— BEGIN —

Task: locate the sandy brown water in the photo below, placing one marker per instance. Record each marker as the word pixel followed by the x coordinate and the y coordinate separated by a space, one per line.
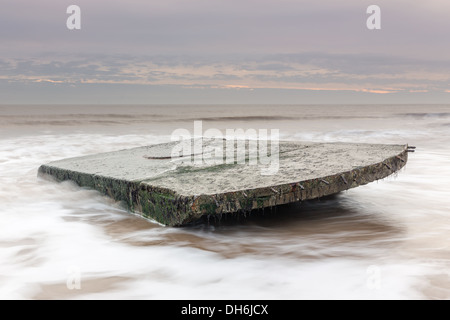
pixel 385 240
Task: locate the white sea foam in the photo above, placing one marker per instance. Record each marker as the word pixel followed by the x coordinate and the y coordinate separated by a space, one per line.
pixel 321 249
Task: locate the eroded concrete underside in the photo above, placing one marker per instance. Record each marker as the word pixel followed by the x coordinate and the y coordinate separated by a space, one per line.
pixel 176 191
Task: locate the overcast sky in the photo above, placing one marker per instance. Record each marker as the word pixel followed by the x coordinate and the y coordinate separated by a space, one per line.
pixel 224 51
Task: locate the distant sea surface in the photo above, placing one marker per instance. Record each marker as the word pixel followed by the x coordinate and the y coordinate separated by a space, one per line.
pixel 386 240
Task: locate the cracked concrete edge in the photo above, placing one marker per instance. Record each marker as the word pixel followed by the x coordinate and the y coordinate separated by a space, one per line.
pixel 171 209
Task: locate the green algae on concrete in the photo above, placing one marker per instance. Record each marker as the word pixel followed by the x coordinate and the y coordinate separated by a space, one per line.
pixel 174 193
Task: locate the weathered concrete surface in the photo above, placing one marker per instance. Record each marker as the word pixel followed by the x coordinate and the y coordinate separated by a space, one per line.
pixel 175 193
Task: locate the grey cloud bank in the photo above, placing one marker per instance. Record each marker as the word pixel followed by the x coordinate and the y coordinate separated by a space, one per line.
pixel 225 52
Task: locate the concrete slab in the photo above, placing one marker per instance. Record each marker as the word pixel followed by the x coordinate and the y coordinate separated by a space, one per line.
pixel 178 190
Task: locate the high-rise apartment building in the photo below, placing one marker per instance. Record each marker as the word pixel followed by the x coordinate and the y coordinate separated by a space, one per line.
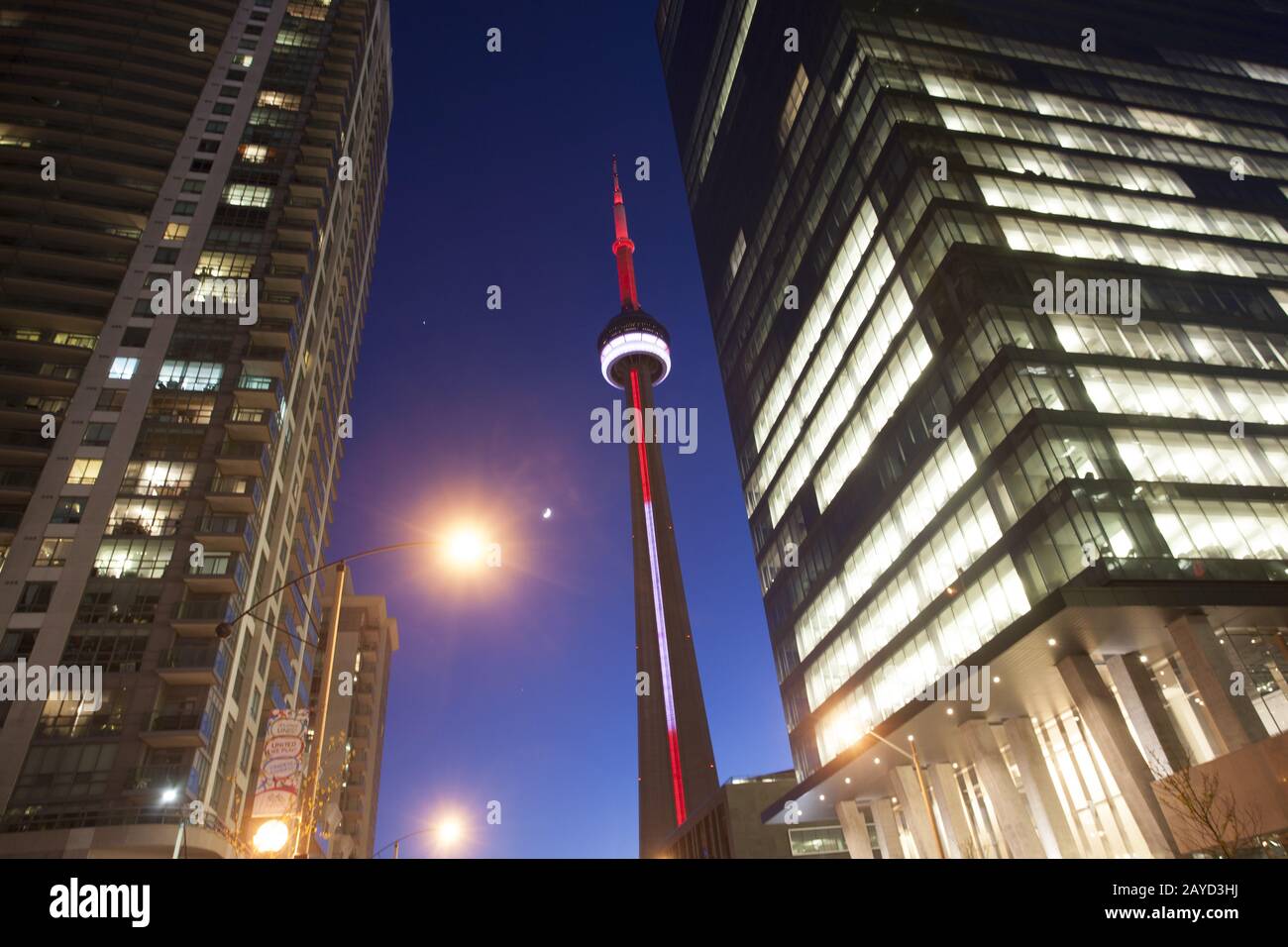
pixel 999 291
pixel 168 458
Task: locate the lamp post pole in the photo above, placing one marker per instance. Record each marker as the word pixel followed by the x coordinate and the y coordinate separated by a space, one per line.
pixel 921 783
pixel 310 795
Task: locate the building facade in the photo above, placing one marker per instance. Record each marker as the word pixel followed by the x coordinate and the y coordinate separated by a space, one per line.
pixel 171 458
pixel 356 719
pixel 729 826
pixel 1000 294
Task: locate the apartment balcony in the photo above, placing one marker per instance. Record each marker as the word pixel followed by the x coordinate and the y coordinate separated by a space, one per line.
pixel 222 574
pixel 172 727
pixel 197 617
pixel 227 534
pixel 156 777
pixel 235 495
pixel 18 483
pixel 9 521
pixel 244 459
pixel 258 390
pixel 192 663
pixel 252 424
pixel 267 361
pixel 275 329
pixel 292 279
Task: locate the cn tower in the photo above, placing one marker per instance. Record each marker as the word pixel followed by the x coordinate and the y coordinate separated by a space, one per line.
pixel 677 764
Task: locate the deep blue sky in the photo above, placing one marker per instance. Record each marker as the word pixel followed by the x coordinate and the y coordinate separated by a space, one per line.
pixel 518 685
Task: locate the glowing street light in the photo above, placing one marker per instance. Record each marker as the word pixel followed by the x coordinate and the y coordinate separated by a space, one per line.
pixel 449 831
pixel 270 836
pixel 465 548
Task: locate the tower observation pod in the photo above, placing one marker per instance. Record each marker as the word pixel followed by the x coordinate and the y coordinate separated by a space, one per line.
pixel 677 766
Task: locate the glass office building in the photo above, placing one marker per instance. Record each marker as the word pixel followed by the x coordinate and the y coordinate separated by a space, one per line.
pixel 166 463
pixel 1000 294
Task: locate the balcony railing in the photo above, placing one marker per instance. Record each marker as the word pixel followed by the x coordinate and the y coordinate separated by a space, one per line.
pixel 205 656
pixel 223 608
pixel 237 486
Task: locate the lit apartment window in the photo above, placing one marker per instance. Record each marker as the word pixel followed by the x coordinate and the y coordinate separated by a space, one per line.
pixel 739 248
pixel 795 95
pixel 53 553
pixel 191 376
pixel 84 472
pixel 133 558
pixel 278 99
pixel 248 196
pixel 35 596
pixel 98 434
pixel 222 264
pixel 123 368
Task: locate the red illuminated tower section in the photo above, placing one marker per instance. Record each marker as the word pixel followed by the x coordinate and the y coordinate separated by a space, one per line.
pixel 678 770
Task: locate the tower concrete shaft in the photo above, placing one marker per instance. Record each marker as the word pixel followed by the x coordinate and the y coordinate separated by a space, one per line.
pixel 677 764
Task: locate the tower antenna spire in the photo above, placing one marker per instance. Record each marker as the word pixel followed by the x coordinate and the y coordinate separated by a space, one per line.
pixel 623 249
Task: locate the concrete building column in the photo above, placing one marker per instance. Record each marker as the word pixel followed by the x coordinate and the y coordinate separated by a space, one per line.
pixel 888 830
pixel 1109 729
pixel 914 810
pixel 1009 806
pixel 855 828
pixel 952 810
pixel 1235 719
pixel 1039 791
pixel 1142 701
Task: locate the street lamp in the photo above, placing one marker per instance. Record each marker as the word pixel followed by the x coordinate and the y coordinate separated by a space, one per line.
pixel 450 830
pixel 921 783
pixel 464 548
pixel 270 838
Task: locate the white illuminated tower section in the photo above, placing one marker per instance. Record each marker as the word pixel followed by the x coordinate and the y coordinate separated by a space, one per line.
pixel 678 770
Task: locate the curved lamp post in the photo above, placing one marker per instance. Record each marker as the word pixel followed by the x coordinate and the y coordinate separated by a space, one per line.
pixel 463 548
pixel 449 828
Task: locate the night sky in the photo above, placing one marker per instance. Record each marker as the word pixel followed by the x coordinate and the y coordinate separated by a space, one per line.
pixel 516 684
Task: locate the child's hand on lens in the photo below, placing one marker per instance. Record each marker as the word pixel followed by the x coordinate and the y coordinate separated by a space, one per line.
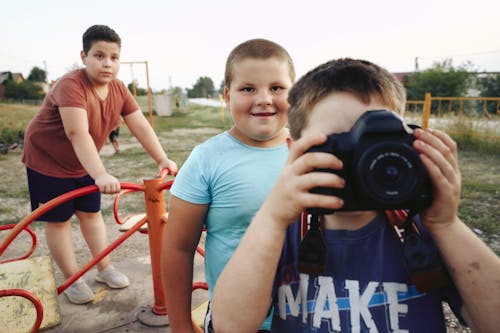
pixel 439 156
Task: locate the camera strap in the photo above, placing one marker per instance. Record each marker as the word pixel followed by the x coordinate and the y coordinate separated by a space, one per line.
pixel 421 257
pixel 312 248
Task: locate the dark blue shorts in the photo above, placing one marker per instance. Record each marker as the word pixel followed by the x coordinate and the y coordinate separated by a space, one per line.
pixel 44 188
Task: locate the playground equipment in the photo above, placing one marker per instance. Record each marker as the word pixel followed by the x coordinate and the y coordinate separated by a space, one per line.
pixel 155 218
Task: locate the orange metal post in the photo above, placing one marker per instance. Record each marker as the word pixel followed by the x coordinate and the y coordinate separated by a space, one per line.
pixel 427 111
pixel 155 210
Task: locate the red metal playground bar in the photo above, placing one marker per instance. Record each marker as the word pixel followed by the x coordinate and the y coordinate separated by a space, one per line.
pixel 156 218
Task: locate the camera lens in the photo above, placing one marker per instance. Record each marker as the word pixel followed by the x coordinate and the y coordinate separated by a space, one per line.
pixel 390 173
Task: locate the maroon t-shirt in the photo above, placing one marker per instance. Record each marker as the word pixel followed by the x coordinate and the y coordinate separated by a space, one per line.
pixel 46 149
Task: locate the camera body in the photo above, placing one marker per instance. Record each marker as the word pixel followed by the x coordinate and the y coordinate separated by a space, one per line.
pixel 381 168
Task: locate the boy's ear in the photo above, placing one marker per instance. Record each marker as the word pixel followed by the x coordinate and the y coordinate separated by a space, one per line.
pixel 83 56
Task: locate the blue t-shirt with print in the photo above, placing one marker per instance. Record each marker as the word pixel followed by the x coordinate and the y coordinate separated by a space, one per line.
pixel 366 287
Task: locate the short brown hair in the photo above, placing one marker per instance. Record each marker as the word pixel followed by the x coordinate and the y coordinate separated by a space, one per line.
pixel 97 33
pixel 258 49
pixel 361 78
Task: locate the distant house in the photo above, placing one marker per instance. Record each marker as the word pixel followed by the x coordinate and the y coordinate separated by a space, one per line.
pixel 4 76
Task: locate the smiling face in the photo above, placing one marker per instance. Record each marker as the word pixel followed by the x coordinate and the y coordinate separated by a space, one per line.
pixel 102 62
pixel 257 98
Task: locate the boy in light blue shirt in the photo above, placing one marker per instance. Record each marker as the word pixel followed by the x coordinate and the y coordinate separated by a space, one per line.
pixel 225 179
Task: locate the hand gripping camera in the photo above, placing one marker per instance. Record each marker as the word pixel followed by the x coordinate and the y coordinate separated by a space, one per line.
pixel 381 169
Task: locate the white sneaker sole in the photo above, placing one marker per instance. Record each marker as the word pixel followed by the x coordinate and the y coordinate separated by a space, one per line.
pixel 79 302
pixel 114 286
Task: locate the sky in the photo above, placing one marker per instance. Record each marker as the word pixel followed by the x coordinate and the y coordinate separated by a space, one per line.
pixel 182 40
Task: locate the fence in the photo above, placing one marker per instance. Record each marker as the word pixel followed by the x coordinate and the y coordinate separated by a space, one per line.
pixel 474 116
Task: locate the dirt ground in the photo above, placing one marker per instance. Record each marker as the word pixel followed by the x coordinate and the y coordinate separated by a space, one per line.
pixel 137 245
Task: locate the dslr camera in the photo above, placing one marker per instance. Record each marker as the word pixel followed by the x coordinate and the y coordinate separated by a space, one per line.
pixel 381 168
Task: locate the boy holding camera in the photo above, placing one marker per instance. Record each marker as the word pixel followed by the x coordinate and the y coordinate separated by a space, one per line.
pixel 366 285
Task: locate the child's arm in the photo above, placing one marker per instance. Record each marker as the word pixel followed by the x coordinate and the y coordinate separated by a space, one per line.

— END —

* Goal
Reproduce verbatim the lines between the one containing "Task: locate the building" and the one containing "pixel 465 548", inclusive.

* Task result
Task: locate the building facade in the photo above, placing one marker per instance. Record each marker as the word pixel followed by the x coordinate and the y coordinate separated by a space, one per line.
pixel 171 458
pixel 356 719
pixel 729 826
pixel 1000 294
Task: locate the apartment balcony in the photo above, placing one marker per instance. Record each marker as the word pixel followed by the x coordinate and the y coordinate separated by a space, one per line.
pixel 222 574
pixel 172 727
pixel 197 617
pixel 227 534
pixel 156 777
pixel 235 495
pixel 18 483
pixel 9 521
pixel 244 459
pixel 258 390
pixel 192 663
pixel 252 424
pixel 267 361
pixel 275 329
pixel 292 279
Task: locate the cn tower in the photo above, placing one marker per instance. Record each marker as the word pixel followed by the x coordinate and the y coordinate separated by a space, one per line.
pixel 677 764
Task: locate the deep blue sky in the photo above, placing one marker per instance. Record each marker as the word pixel followed by the x coordinate and the y coordinate separated by a space, one per line.
pixel 518 685
Task: locate the glowing street light in the photo above, placing one marker per instance. Record each marker as the word pixel followed by the x coordinate and the y coordinate separated by a space, one per line.
pixel 449 831
pixel 270 836
pixel 465 548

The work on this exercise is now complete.